» SET EXERCISE
Beginning at the line that contains "Provide one point per instance of the bread chunk, each", transcribe the remaining lines of the listing exactly; include the final line and omit everything before.

» RECORD EXCERPTS
******

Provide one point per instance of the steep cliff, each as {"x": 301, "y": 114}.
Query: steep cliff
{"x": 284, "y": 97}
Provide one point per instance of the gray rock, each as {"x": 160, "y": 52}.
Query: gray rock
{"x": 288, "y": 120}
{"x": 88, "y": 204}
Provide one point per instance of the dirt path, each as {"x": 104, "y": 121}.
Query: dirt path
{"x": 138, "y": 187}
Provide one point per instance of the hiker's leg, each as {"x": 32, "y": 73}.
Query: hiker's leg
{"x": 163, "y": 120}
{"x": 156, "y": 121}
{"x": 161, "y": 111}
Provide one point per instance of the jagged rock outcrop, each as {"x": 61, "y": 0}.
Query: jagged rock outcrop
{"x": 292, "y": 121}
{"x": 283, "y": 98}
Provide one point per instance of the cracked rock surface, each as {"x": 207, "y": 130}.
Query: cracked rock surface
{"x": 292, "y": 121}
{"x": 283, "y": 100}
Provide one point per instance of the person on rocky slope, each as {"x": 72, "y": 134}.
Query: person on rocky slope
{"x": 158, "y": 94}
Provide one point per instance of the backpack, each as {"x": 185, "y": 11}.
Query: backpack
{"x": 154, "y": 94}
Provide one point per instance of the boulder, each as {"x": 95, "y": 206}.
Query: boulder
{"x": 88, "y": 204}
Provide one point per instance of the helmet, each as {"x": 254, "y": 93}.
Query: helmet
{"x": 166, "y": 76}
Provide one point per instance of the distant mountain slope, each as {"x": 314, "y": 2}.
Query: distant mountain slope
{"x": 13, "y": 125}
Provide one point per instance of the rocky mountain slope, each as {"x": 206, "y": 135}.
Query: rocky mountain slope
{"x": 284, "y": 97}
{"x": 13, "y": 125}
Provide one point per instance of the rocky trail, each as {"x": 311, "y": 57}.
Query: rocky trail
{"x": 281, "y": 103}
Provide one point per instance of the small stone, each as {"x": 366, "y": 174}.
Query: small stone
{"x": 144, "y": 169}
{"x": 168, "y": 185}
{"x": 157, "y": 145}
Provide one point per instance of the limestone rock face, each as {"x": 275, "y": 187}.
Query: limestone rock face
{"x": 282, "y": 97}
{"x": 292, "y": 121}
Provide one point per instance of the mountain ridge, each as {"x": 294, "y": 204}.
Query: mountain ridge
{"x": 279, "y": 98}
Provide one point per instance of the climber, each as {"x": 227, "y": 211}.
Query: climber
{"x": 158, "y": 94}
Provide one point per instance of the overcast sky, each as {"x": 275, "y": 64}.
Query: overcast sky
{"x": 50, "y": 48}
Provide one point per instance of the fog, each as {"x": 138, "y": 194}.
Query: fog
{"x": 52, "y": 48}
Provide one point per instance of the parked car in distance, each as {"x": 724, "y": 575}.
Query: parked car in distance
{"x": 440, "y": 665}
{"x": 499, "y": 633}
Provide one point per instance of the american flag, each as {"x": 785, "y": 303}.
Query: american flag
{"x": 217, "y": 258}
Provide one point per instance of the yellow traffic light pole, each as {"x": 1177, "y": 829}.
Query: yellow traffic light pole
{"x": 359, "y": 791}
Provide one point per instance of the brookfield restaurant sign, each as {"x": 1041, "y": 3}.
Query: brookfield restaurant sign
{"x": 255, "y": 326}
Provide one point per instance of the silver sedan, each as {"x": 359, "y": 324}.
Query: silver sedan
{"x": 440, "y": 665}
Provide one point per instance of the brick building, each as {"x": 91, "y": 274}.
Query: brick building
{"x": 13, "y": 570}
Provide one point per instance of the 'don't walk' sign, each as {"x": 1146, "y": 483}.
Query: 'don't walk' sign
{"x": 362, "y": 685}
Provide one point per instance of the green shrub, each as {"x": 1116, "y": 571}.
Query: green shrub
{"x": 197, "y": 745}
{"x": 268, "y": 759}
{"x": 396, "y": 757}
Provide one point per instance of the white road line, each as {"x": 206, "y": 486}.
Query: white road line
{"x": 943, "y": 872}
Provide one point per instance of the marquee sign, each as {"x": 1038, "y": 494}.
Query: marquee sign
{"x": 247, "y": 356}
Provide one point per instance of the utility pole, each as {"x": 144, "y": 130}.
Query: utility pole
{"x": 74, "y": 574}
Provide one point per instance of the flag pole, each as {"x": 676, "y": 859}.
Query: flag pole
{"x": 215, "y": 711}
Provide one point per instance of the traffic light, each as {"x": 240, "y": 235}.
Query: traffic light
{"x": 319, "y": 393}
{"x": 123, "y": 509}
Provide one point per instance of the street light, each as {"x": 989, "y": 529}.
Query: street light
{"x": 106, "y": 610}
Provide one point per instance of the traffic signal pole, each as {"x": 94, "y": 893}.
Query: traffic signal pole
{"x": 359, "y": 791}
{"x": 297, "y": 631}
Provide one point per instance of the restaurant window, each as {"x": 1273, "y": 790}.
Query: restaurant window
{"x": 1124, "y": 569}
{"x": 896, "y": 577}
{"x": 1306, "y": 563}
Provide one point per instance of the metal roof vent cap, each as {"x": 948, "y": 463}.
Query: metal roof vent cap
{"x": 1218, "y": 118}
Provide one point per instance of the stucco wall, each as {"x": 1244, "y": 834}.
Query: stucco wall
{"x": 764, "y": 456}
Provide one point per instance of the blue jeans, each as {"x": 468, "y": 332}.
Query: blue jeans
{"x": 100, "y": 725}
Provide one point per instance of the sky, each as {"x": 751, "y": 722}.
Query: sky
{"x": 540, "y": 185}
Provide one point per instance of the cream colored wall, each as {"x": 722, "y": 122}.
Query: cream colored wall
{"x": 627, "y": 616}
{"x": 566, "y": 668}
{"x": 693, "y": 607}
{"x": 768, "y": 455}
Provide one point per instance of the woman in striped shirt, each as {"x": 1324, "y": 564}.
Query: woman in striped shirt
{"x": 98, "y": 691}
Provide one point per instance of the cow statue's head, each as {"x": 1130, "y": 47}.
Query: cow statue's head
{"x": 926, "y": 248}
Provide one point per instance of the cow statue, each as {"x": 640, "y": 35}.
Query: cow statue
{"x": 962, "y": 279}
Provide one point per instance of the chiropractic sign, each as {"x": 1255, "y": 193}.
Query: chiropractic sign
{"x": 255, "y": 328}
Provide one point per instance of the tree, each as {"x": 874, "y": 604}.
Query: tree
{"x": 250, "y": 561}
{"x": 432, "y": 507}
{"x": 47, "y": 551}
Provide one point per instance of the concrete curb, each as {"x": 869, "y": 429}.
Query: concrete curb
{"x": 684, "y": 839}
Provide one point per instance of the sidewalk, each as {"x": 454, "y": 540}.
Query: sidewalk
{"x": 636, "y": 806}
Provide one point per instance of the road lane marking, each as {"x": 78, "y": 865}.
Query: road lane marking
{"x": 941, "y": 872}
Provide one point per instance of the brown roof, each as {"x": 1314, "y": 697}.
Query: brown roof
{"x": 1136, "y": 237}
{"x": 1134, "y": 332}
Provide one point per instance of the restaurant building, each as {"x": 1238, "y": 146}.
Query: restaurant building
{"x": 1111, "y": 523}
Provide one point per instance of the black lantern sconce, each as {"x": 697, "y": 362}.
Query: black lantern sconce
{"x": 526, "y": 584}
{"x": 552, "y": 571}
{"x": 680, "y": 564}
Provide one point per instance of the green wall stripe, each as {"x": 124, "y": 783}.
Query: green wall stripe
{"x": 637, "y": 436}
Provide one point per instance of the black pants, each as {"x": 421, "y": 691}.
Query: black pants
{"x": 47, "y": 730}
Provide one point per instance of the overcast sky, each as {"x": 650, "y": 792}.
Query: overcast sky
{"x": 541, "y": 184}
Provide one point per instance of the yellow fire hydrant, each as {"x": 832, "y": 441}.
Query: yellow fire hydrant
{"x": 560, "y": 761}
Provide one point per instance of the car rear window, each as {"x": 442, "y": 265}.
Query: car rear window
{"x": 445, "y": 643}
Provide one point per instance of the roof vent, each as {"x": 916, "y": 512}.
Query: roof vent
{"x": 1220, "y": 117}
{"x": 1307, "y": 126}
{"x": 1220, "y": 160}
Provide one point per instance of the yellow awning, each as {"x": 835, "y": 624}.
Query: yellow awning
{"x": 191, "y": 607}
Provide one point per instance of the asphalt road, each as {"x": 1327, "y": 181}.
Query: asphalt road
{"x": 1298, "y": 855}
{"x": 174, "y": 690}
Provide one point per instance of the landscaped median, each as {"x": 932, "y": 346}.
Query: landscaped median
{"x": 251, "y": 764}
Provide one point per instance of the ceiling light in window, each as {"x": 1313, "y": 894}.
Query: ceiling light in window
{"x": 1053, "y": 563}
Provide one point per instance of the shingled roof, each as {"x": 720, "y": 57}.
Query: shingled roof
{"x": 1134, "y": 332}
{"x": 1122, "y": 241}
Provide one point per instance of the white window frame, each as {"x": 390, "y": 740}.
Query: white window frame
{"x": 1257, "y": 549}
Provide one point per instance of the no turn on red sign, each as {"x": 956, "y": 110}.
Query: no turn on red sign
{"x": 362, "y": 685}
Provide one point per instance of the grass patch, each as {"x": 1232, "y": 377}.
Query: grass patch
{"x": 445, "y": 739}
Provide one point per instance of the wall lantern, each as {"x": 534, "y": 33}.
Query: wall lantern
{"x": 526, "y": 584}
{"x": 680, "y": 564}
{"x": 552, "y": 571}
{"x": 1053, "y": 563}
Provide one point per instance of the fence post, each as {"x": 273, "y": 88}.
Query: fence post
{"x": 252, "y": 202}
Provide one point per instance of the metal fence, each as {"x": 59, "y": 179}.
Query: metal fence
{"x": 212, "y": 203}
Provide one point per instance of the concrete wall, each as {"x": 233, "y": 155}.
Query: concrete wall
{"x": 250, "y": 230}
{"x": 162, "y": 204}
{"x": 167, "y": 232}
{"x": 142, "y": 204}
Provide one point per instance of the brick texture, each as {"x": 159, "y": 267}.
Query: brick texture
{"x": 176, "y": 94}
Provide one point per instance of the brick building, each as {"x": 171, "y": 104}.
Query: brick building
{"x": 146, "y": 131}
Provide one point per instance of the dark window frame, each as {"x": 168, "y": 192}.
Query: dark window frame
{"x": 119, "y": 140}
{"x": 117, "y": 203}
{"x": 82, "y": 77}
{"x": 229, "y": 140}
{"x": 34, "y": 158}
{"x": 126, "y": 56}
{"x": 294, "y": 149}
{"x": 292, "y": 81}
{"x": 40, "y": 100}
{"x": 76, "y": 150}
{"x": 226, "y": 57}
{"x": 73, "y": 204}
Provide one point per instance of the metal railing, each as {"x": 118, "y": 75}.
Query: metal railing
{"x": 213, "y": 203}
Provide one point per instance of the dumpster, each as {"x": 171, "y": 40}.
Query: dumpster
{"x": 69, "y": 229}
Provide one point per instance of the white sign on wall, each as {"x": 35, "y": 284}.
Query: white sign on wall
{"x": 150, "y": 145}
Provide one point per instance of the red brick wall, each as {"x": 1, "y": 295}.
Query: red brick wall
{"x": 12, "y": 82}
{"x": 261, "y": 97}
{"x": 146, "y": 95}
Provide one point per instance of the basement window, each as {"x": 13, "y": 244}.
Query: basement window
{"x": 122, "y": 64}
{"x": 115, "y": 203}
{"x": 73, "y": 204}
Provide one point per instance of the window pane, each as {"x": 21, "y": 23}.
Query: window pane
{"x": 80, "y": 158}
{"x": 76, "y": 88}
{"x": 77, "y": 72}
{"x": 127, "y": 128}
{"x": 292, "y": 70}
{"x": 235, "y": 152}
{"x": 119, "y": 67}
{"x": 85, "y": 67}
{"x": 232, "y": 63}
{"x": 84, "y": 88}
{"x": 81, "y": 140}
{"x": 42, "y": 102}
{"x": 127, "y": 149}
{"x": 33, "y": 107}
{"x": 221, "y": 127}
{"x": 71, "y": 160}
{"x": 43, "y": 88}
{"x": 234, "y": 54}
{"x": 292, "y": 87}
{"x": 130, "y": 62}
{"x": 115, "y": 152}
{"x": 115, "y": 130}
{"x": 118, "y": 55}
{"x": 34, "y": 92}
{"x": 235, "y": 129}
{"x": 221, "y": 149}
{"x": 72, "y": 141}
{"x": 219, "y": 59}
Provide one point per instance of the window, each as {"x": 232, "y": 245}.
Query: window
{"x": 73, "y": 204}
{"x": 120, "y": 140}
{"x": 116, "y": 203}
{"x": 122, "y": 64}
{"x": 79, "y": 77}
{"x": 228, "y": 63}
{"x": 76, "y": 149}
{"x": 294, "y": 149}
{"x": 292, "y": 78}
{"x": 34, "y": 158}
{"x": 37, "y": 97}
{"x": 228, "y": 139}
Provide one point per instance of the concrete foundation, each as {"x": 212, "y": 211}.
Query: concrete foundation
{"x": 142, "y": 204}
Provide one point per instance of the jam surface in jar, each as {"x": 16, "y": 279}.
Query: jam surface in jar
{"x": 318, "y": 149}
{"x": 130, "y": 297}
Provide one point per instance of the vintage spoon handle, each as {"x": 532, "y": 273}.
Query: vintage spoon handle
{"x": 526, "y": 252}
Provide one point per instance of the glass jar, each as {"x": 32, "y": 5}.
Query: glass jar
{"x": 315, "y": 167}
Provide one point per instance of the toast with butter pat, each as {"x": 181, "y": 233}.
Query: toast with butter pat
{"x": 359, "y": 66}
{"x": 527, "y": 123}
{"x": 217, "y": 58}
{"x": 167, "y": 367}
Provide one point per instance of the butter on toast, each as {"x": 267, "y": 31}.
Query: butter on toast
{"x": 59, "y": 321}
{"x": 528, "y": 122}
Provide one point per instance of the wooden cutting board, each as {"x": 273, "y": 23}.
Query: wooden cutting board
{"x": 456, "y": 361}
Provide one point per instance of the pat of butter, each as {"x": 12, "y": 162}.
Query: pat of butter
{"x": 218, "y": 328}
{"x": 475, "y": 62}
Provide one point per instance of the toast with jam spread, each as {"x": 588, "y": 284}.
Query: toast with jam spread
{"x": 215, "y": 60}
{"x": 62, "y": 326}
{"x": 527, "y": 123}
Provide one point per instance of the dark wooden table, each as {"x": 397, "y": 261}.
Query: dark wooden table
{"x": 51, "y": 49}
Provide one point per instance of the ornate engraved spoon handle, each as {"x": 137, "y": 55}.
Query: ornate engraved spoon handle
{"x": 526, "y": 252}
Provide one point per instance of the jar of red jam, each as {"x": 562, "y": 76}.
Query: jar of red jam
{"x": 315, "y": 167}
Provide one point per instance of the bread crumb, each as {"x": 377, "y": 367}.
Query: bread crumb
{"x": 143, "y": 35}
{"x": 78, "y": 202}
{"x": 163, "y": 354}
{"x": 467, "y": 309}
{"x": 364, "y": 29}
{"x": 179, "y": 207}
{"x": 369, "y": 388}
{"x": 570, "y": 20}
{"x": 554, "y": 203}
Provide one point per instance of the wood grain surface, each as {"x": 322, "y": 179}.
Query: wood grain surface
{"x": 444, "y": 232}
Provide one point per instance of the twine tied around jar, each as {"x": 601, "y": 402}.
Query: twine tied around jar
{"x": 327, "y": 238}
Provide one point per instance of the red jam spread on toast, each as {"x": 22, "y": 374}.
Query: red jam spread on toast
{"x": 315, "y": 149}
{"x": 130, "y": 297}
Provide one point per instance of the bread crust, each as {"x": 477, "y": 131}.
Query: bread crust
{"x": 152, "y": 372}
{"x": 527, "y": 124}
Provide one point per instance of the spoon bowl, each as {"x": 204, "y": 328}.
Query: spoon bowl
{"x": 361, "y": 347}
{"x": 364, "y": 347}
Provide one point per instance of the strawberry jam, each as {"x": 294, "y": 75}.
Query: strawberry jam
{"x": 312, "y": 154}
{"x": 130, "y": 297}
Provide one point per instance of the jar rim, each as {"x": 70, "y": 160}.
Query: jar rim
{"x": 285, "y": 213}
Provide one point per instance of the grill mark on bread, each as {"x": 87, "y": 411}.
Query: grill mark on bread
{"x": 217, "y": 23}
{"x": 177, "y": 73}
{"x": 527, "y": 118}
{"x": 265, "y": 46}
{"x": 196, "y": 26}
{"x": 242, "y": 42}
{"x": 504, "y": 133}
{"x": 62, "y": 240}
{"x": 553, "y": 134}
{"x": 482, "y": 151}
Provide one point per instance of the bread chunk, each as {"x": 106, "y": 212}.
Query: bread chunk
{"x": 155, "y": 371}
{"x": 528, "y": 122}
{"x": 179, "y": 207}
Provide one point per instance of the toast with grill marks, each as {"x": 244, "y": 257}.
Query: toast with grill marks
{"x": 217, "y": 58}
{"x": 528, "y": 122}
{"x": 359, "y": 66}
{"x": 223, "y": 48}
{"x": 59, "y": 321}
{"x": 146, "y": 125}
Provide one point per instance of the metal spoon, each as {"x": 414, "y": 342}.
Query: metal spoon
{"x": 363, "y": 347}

******

» OUTPUT BELOW
Provide one point per instance of the bread chunk, each as {"x": 106, "y": 212}.
Query: bread chunk
{"x": 155, "y": 371}
{"x": 528, "y": 122}
{"x": 179, "y": 207}
Provide one point per instance of the toast with grill marks, each as {"x": 244, "y": 257}.
Query: toast with grill marks
{"x": 217, "y": 58}
{"x": 528, "y": 122}
{"x": 359, "y": 66}
{"x": 223, "y": 48}
{"x": 59, "y": 321}
{"x": 146, "y": 125}
Provide one point per instance of the metal spoon, each as {"x": 414, "y": 342}.
Query: metal spoon
{"x": 363, "y": 347}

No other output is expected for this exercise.